### [Image point grounding data]
┏━━

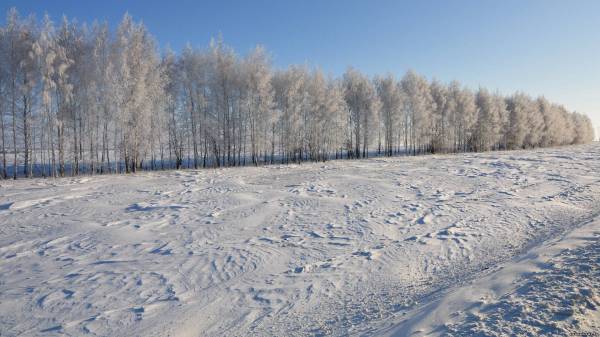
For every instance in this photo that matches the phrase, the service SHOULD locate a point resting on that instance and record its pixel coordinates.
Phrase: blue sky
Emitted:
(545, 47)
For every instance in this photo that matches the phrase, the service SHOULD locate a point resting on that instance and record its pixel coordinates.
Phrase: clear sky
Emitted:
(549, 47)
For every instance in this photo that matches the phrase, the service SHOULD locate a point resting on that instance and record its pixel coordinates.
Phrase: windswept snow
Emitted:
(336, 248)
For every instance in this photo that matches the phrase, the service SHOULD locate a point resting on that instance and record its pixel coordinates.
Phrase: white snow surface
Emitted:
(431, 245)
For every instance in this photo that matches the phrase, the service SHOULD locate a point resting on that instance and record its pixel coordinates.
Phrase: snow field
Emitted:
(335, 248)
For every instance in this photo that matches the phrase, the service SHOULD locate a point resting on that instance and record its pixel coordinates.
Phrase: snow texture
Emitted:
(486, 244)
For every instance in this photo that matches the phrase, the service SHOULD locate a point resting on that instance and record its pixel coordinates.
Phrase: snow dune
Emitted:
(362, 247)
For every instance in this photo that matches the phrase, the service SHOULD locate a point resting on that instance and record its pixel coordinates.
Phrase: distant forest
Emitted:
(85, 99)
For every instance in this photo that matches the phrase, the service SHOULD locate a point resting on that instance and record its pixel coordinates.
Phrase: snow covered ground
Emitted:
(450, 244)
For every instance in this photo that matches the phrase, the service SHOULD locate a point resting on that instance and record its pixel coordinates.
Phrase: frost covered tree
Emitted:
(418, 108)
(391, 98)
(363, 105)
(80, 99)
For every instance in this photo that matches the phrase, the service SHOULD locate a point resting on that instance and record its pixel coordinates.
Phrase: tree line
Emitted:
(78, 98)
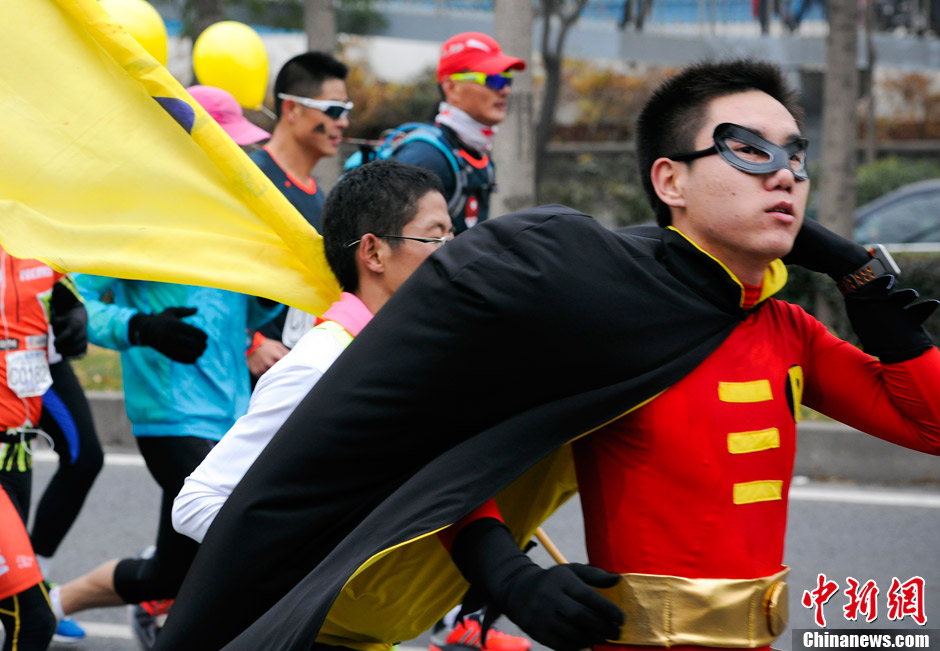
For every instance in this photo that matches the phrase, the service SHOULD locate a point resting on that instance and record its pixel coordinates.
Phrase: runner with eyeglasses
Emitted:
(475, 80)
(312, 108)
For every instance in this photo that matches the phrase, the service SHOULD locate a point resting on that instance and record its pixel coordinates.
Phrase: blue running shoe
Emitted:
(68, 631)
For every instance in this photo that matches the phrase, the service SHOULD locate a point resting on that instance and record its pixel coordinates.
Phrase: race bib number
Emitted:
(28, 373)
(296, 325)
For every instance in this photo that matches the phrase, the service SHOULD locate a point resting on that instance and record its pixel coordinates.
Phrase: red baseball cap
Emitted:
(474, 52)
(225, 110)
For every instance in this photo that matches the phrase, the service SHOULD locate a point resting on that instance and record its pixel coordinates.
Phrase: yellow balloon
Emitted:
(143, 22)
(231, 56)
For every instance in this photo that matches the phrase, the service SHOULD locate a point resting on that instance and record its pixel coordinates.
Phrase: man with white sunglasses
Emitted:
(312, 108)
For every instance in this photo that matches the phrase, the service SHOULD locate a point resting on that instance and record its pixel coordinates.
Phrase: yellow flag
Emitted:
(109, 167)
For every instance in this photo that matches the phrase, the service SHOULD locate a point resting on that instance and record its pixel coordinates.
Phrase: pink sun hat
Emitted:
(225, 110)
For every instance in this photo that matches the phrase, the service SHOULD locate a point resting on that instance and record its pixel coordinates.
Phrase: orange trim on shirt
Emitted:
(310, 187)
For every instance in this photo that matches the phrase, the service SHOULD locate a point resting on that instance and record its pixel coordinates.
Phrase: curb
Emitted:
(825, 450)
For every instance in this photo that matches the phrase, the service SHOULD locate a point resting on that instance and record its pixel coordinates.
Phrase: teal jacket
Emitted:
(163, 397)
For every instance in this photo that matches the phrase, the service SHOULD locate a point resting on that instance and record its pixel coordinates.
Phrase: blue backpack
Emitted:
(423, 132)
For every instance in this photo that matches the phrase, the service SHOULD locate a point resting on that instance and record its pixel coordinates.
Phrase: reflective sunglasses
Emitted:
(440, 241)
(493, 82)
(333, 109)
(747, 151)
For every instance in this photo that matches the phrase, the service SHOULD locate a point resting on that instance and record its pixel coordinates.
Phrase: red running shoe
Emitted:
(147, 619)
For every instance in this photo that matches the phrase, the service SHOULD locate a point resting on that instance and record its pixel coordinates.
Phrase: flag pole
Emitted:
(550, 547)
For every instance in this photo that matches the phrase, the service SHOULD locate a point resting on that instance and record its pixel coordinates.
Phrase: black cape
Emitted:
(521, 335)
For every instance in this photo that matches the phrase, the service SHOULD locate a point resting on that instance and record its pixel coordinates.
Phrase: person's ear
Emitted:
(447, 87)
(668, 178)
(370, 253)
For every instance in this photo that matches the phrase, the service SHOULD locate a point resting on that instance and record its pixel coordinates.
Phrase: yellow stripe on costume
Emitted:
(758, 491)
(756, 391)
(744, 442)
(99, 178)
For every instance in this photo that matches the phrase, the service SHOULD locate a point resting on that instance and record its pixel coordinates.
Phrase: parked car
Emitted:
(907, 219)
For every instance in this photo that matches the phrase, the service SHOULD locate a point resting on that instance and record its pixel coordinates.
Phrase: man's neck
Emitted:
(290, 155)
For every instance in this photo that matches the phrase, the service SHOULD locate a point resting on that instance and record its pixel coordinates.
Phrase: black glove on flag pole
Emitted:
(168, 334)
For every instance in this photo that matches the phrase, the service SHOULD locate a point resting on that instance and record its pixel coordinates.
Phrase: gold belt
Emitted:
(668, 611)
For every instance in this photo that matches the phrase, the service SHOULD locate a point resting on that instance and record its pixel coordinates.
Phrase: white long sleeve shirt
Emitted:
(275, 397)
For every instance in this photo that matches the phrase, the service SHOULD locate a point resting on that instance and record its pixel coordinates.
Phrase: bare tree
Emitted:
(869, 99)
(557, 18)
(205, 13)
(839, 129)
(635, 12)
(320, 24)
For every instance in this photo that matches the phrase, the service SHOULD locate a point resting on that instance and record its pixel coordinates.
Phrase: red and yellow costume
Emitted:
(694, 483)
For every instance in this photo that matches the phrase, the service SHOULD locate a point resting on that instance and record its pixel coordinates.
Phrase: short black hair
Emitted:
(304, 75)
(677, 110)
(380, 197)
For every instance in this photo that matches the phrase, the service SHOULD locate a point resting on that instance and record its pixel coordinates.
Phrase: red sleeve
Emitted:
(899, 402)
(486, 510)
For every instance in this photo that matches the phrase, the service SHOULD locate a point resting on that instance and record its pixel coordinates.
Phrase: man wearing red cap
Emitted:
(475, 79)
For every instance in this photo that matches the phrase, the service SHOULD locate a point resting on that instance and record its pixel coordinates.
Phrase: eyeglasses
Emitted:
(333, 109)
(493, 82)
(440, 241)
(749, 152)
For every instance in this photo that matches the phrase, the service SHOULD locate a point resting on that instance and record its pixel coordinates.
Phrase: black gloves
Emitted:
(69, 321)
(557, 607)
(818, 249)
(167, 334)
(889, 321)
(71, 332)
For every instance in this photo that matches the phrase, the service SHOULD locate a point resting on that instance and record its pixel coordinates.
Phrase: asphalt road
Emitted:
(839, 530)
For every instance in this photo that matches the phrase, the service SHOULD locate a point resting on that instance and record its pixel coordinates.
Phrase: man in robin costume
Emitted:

┗━━

### [AIM OF THE TASK]
Restate each of the entries above word for word and skip every image.

### [WRITTEN RESPONSE]
For every instance in this photo that matches the phrase, the service SHOULD locate a point resting on that instance and record its pixel coordinates.
Phrase: blue sky
Emitted:
(545, 47)
For every instance in this photo that matches the phrase, the service SHOULD locate a point resting on that instance and record its pixel coordinates.
Phrase: clear sky
Emitted:
(549, 47)
For every instance in this photo that matches the phrase, the service SHOULD locate a point resting on that instance and record its pixel coordinates.
Phrase: windswept snow
Emitted:
(336, 248)
For every instance in this photo that matches the phrase, the service SHOULD locate a point resting on that instance and record its pixel coordinates.
Phrase: white snow surface
Emitted:
(431, 245)
For every instance in this photo that matches the phrase, the service SHOULD locate a point resting on that instance and record its pixel coordinates.
Phrase: snow field
Emitted:
(335, 248)
For every instance in this photo that matches the phrase, the service SHOULD locate a point resting on that instance and record its pixel coordinates.
Phrase: snow texture
Emitted:
(486, 244)
For every instance in this photo that matches the phrase, the service SHOULD locate a point resting on that instance and record its pixel coordinates.
Phrase: snow dune
Emitted:
(362, 247)
For every instance in this photo that matches the phrase, the service SHOULD locate a point resting on that instance and record its pixel coordinates.
Phrase: distant forest
Emitted:
(85, 99)
For every instance in this photo that matches the phrase, the service SHOULD locate a point resting on that instance and record its pixel coordinates.
Phrase: snow covered ground
Emitted:
(450, 244)
For every instance in this photo that matches the phrase, the service SHOULD locate a point resting on that instance and record its pixel coordinates.
Phrase: frost covered tree
Emitted:
(418, 108)
(391, 98)
(363, 105)
(80, 99)
For every instance in this photo that matches the phrase, the service SHOULD locate a point resting on that instance and record its pixel coordinates.
Phrase: tree line
Emitted:
(78, 98)
For every instance in this photo that matches the phrase, the service SHOULD locate a point resting on that instance and record its pixel coordinates.
Phrase: runner with eyeglasses
Emitted:
(475, 80)
(312, 108)
For every instance in this photo that matches the phrase, the service SHOULD locate a point resting on that instance and record its pixel coordinates.
Phrase: blue running shoe
Emitted:
(68, 631)
For every instance in this photo that matches the phrase, the service SHOULD locate a point resting on that instance and record its pixel coordinates.
Phrase: race bib number
Emitted:
(28, 373)
(296, 325)
For every instance in this photo that matches the phrase, the service SHOULD locate a point resting on that instance and record its pixel coordinates.
Phrase: red baseball cap
Emitted:
(474, 52)
(225, 110)
For every instance in this photo that matches the phrase, the service SHOULD locate a point resting on that instance and record its pixel coordinates.
Phrase: yellow balloon
Emitted:
(143, 22)
(231, 56)
For every instance in this photo that matches the phrase, the service SHOULD locate a point resting on that instance and record its pixel coordinates.
Phrase: man with white sunglasses
Emitted:
(312, 108)
For every instance in this photo that matches the phrase, the service SHOULD locate a point resting on that instance and record its pixel coordinates.
Phrase: yellow flag
Emitted:
(109, 167)
For every instance in this photo that matches the phrase, the service SHOULD locate a point resting on that instance and record its pixel coordinates.
Phrase: pink sun hat
Emitted:
(225, 110)
For every instance in this photo that matches the phrase, the service SHOULD locate a point resting on that instance and record its pixel coordinates.
Phrase: orange trim on shirt
Emitted:
(310, 187)
For every instance in this photo that matches the phrase, the service SHOULD locate a point resting on that instance and record its pixel coordinates.
Phrase: curb
Emitted:
(825, 450)
For every instance in this photo that matches the phrase, the service SHOULD locate a point resting on that instance and record its pixel coordinates.
Phrase: teal jacket
Emitted:
(163, 397)
For every instance in this photo that matches the phrase, the service SHOULD locate a point resting on that instance and record its pixel coordinates.
Phrase: blue backpack
Emitted:
(423, 132)
For every instance in this photo that matches the phrase, the service SHOULD locate a point resting on that instance and record its pixel coordinates.
Phrase: reflective sunglasses
Emitted:
(440, 241)
(493, 82)
(333, 109)
(747, 151)
For every instance in this photo that matches the phrase, the service SHOULD locate a point resting on that instance and record its pixel coordinates.
Phrase: red running shoe
Emitted:
(147, 619)
For every instance in this photo that matches the phrase, the service SHOULD locate a point resting on that instance and record its pixel coordinates.
Phrase: flag pole
Emitted:
(550, 547)
For every instance in this photo that matches the phrase, the service SHOULD locate a point resting on that instance and record its pixel coordinates.
Phrase: black cape
Emitted:
(521, 335)
For every instance in this photo that matches the phrase, the service SHOULD locate a point resting on that instance and record its pixel coordinates.
Phrase: person's ear
Emitted:
(447, 87)
(668, 178)
(370, 253)
For every instance in this photo that matches the phrase, the service SHOULD locate a point resting on that instance and record its pixel coordinates.
Phrase: yellow stripe on costume
Emitted:
(758, 491)
(756, 391)
(744, 442)
(99, 178)
For every instance in this photo that matches the phrase, the service SHOULD locate a point resting on that instance and record its pixel coordinates.
Phrase: parked car
Emitted:
(907, 219)
For every instance in this photo that matches the phrase, the service SHOULD locate a point resting on that instance and record its pixel coordinates.
Phrase: man's neck
Emitted:
(290, 155)
For every instance in this photo that matches the phrase, the service SHOULD locate a point resting on that instance and record its pixel coordinates.
Phrase: black glove on flag pole
Emitted:
(168, 334)
For every instance in this photo that matches the phrase, the service SHOULD locate a point resting on that instance and record its pixel coordinates.
Phrase: gold belt
Emitted:
(668, 611)
For every instance in this photo that matches the phrase, the service SHOULD locate a point resting on that instance and record its pixel coordinates.
Phrase: white long sleeve shirt
Emitted:
(275, 397)
For every instance in this photo that matches the phrase, the service SHOULD locate a point resting on that instance and record its pixel coordinates.
Phrase: bare tree
Emitted:
(869, 99)
(557, 18)
(205, 13)
(839, 129)
(635, 12)
(320, 24)
For every instance in this photo that matches the phrase, the service SHOULD locate a point resting on that instance and record its pixel coordinates.
Phrase: red and yellow costume
Emitted:
(694, 483)
For every instance in this photo that matches the phrase, the service SHOULD locate a point resting on that instance and record its pixel coordinates.
Phrase: short black hair
Emitted:
(304, 75)
(677, 110)
(380, 197)
For every instance in this photo that matches the phrase, the service SHOULD locate a point resting on that instance and record its pixel coordinates.
Phrase: red sleeve
Emitted:
(899, 402)
(486, 510)
For every instance in this photo that matches the phrase, the service SHOULD locate a point resting on that instance and record its pixel coordinates.
Phrase: man wearing red cap
Emitted:
(475, 79)
For every instance in this photo that matches the phrase, the service SHOULD locate a point resting on that instance and record its pixel coordinates.
Phrase: eyeglasses
Emitted:
(333, 109)
(493, 82)
(440, 241)
(749, 152)
For every instance in this photo that matches the phrase, the service SHOULD locate a point resting on that instance and record its pixel coordinates.
Phrase: black gloves
Emitted:
(69, 321)
(557, 607)
(818, 249)
(167, 334)
(889, 321)
(71, 332)
For every instance in this photo that matches the phrase, the service SHOULD locate a point resting on that instance and record its pixel coordinates.
Phrase: asphalt road
Emitted:
(839, 530)
For every instance in this photo that matches the phrase, the service SHOULD locate a point resting on that instance and record its pixel coordinates.
Phrase: man in robin costume
Emitted:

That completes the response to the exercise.